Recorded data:
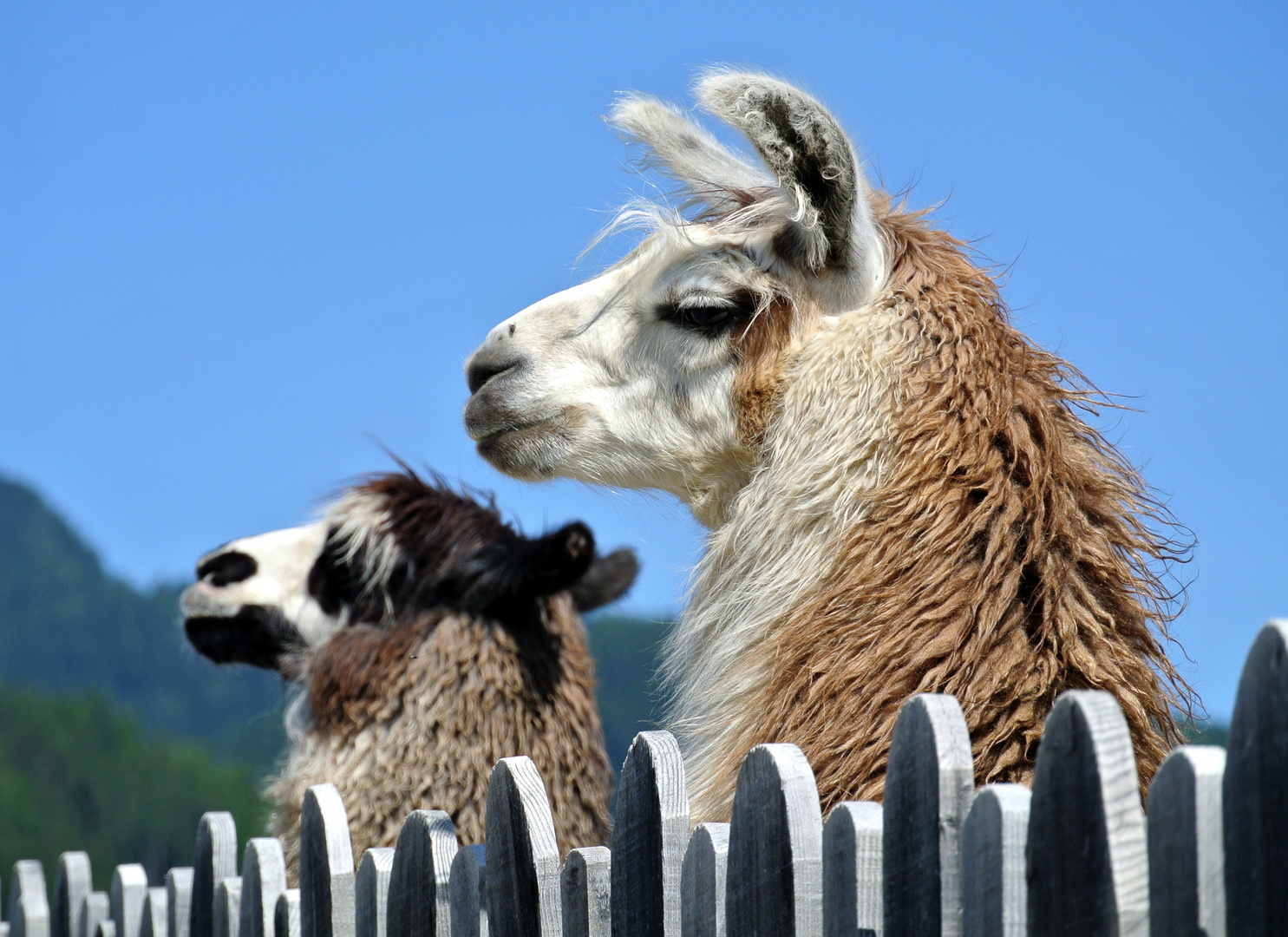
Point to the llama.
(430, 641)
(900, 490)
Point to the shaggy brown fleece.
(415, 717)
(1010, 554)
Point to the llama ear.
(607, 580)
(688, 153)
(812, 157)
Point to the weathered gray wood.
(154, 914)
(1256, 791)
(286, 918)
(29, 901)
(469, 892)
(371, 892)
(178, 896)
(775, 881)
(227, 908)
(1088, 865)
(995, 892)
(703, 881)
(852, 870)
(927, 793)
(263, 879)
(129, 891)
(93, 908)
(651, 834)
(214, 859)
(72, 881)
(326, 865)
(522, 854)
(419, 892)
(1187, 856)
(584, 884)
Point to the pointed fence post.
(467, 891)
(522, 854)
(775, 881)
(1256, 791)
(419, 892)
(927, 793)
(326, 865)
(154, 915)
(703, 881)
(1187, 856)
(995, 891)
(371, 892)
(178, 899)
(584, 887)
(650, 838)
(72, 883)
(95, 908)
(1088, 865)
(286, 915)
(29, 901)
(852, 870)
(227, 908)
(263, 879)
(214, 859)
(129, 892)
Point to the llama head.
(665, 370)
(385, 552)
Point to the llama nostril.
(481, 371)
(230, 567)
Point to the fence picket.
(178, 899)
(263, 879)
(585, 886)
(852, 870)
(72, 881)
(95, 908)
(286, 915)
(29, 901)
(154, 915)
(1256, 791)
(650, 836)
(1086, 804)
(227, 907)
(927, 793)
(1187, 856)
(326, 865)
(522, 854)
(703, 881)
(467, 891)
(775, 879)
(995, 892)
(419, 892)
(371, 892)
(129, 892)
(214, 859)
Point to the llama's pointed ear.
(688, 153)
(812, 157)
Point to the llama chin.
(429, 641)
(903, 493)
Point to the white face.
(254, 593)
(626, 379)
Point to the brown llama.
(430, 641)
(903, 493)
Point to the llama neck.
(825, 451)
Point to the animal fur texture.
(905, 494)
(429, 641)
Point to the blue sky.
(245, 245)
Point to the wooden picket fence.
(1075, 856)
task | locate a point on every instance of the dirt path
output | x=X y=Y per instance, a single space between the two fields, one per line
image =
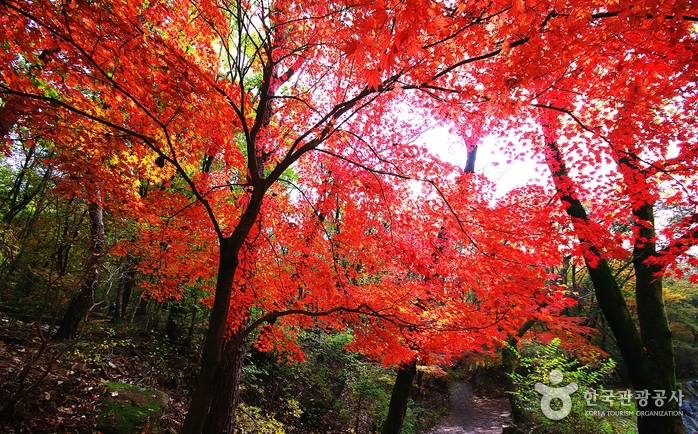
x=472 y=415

### Aim of the exercise
Leave out the pictures, then return every line of the data exactly.

### Answer
Point to the llama.
(430, 641)
(900, 490)
Point to the shaggy brown fleece.
(415, 717)
(1010, 554)
Point to the llama ear.
(607, 580)
(688, 153)
(812, 157)
Point to the weathered gray wood.
(154, 914)
(1256, 791)
(286, 918)
(29, 901)
(469, 892)
(371, 892)
(178, 896)
(775, 881)
(227, 908)
(1088, 865)
(995, 892)
(703, 881)
(852, 870)
(927, 793)
(263, 879)
(129, 891)
(93, 908)
(651, 834)
(214, 859)
(72, 881)
(326, 865)
(522, 854)
(419, 892)
(1187, 856)
(584, 884)
Point to the pointed fence post.
(467, 891)
(522, 854)
(775, 881)
(1256, 791)
(419, 892)
(927, 793)
(326, 865)
(154, 915)
(703, 881)
(1187, 856)
(995, 891)
(371, 892)
(178, 899)
(584, 887)
(650, 838)
(72, 883)
(95, 908)
(1088, 865)
(286, 915)
(29, 901)
(852, 870)
(227, 908)
(263, 879)
(214, 859)
(129, 892)
Point to the llama head.
(665, 370)
(385, 552)
Point to the llama nostril.
(481, 371)
(230, 567)
Point to the fence picket.
(178, 899)
(263, 879)
(585, 886)
(852, 870)
(72, 881)
(95, 908)
(286, 915)
(29, 901)
(154, 915)
(1256, 791)
(650, 836)
(1086, 804)
(227, 907)
(927, 793)
(1187, 856)
(326, 865)
(522, 854)
(703, 881)
(467, 891)
(775, 879)
(995, 892)
(419, 892)
(371, 892)
(129, 892)
(214, 859)
Point to the llama's pointed ear.
(688, 153)
(812, 157)
Point to the llama chin.
(429, 641)
(903, 493)
Point to the white face.
(254, 593)
(626, 379)
Point to the brown llama.
(430, 641)
(903, 493)
Point to the llama neck.
(825, 451)
Point to the animal fur texture.
(905, 494)
(429, 641)
Point to the blue sky.
(245, 245)
Point to the wooden picket fence.
(1075, 856)
task | locate a point on every instance of the dirt path
output | x=X y=Y per instance, a single space between the two fields, one per line
image =
x=472 y=415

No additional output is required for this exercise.